* start SOURCE DOCUMENT *

Is it possible to restrict the "softness" to the satisfiability search only? I.e.: If the soft assertion is satisfiable at all, it is kept and then treated as "hard" assertion in the optimization?
Example exhibiting the aforementioned:
(declare-fun x () Int)
(declare-fun y () Int)
(assert (< (+ x y) (* x y)))
(assert (>= x 0))
(assert (>= y x))
;(assert-soft (>= (* 4 x) y)); x->2, y->500
(assert (>= (* 4 x) y)); x->16, y->62
(assert (<= (* x y) 1000))
(maximize (+ x y))
(set-option :opt.priority pareto)
(check-sat)
(get-value (x y (+ x y) (* x y)))
(check-sat)
(get-value (x y (+ x y) (* x y)))
;...
This would be required to fulfill the following use case:
Given a complex fixed ruleset on a large (>1000) number of variables (mostly having a finite domain), a user can choose the desired values for any of those, which may lead to conflicts with the ruleset.
The individual values for a variable have ratings/weights.
So, given a set of user-selected (possibly conflicting) selections, the ruleset itself and finally the ratings of the set of all possible selections, one solution for all variables is to be found, which, while respecting all non-conflicting selections by the user, maximizes the total rating score.
I had the idea of using assert-soft for user selections to cancel out conflicting ones, while combining it with the optimization of z3 to get the "best" solution. However, this failed, which is the reason for this question.
My answer is yes, if you do it incrementally.
Assume that the set of soft-clauses has only a unique Boolean assignment which makes its associated MaxSMT problem optimal.
Then, it is easy to make satisfiable soft-clauses hard by fixing the value of the associated objective function. Although z3 does not allow to put explicit constraints on the name of a soft clause group (AFAIK), one can do it implicitly by using a lexicographic multi-objective combination rather than a pareto one.
Now, in your example we can safely switch from pareto to lexicographic search because there is only one extra objective function in addition to the one implicitly defined by assert-soft. Assuming the value of the assert-soft group being fixed, the whole problem degenerates to a single-objective formula which in turn has always at-most-one Pareto-optimal solution.
Of course, this is not possible if one plans to add more objectives to the formula. In this case, the only option is to solve the formula incrementally, as follows:
(set-option:produce-models true)
(declare-fun x () Int)
(declare-fun y () Int)
(declare-fun LABEL () Bool)
(assert (and
(or (not LABEL) (>= (* 4 x) y))
(or LABEL (not (>= (* 4 x) y)))
)) ; ~= LABEL <-> (>= (* 4 x) y)
(assert-soft LABEL)
(assert (< (+ x y) (* x y)))
(assert (>= x 0))
(assert (>= y x))
(assert (>= (* 4 x) y))
(assert (<= (* x y) 1000))

* end SOURCE DOCUMENT *
* start RECORDS PROVIDED *

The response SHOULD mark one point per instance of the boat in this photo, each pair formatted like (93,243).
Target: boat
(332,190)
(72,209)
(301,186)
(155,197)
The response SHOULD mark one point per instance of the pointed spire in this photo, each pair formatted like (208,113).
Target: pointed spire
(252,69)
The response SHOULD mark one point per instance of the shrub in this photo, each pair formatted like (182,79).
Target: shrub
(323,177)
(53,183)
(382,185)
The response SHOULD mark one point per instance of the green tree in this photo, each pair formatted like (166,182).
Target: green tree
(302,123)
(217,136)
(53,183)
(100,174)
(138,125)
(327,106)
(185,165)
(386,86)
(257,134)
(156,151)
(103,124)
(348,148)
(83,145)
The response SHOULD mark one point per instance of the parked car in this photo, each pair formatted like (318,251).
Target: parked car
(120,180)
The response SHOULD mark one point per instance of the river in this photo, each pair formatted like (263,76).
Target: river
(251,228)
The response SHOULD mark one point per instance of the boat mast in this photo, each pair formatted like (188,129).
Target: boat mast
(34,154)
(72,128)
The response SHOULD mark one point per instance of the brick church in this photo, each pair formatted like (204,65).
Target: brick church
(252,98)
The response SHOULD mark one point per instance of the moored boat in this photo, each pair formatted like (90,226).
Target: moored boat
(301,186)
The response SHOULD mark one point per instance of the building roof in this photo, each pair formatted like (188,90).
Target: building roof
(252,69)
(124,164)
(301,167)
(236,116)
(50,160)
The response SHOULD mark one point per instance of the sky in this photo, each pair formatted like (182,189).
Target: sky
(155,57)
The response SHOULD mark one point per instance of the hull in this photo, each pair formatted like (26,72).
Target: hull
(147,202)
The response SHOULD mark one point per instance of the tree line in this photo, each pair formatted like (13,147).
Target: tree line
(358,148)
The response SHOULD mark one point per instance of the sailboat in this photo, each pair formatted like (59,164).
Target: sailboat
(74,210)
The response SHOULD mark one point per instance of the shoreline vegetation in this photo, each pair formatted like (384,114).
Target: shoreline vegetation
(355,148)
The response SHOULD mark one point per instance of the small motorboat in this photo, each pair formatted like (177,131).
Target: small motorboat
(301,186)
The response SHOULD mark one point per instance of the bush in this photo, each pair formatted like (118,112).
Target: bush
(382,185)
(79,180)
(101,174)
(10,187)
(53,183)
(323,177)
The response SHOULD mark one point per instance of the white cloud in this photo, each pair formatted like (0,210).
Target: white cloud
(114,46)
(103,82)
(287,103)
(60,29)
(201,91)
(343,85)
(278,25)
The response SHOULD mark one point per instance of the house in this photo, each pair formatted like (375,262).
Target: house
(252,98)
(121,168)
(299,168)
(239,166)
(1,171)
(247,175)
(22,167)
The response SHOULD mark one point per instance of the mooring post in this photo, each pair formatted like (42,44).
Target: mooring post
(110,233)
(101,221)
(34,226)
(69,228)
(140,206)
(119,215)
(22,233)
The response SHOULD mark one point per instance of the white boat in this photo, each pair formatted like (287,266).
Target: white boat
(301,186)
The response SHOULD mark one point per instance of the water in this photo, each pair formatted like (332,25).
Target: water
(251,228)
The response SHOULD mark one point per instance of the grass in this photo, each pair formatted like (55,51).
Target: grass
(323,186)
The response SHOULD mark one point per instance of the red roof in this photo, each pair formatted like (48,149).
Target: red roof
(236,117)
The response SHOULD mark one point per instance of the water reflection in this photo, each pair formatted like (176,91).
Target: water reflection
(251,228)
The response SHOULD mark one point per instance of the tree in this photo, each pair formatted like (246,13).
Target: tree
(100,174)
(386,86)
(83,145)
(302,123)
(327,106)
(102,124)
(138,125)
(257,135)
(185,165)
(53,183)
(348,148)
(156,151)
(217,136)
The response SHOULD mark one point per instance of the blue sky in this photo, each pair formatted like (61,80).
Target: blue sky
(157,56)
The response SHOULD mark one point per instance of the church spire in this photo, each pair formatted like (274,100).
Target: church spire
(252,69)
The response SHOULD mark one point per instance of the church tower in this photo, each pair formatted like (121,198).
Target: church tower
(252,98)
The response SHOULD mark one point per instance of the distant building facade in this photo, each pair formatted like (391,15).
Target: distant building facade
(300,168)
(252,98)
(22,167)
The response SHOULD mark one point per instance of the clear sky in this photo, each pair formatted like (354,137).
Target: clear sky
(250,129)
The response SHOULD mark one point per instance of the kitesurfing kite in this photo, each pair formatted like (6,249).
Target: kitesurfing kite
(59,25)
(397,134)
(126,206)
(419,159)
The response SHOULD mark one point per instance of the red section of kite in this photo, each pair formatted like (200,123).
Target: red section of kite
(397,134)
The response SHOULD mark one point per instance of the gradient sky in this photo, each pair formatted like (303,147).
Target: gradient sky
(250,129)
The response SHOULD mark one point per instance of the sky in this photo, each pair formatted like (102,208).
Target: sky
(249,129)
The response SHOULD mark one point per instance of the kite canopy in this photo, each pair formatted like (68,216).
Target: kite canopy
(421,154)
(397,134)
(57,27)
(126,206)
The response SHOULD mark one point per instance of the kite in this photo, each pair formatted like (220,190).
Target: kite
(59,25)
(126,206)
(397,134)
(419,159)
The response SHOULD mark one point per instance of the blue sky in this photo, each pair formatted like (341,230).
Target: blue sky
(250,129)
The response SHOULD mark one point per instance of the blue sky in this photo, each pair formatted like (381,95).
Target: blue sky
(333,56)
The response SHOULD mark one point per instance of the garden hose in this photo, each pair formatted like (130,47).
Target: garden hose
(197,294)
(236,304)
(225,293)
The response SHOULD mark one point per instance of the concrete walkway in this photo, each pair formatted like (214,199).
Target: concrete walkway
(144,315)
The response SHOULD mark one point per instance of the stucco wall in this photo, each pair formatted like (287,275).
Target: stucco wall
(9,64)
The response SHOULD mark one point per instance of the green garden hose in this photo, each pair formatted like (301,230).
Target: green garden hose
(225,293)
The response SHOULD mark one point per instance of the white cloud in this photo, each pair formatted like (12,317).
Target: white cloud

* end RECORDS PROVIDED *

DO THIS - In the thread on soft assertions in z3, which kind of multi-objective combination is suggested instead of a pareto one to fix soft clauses implicitly?

WRITTEN SOLUTION - A lexicographic multi-objective combination.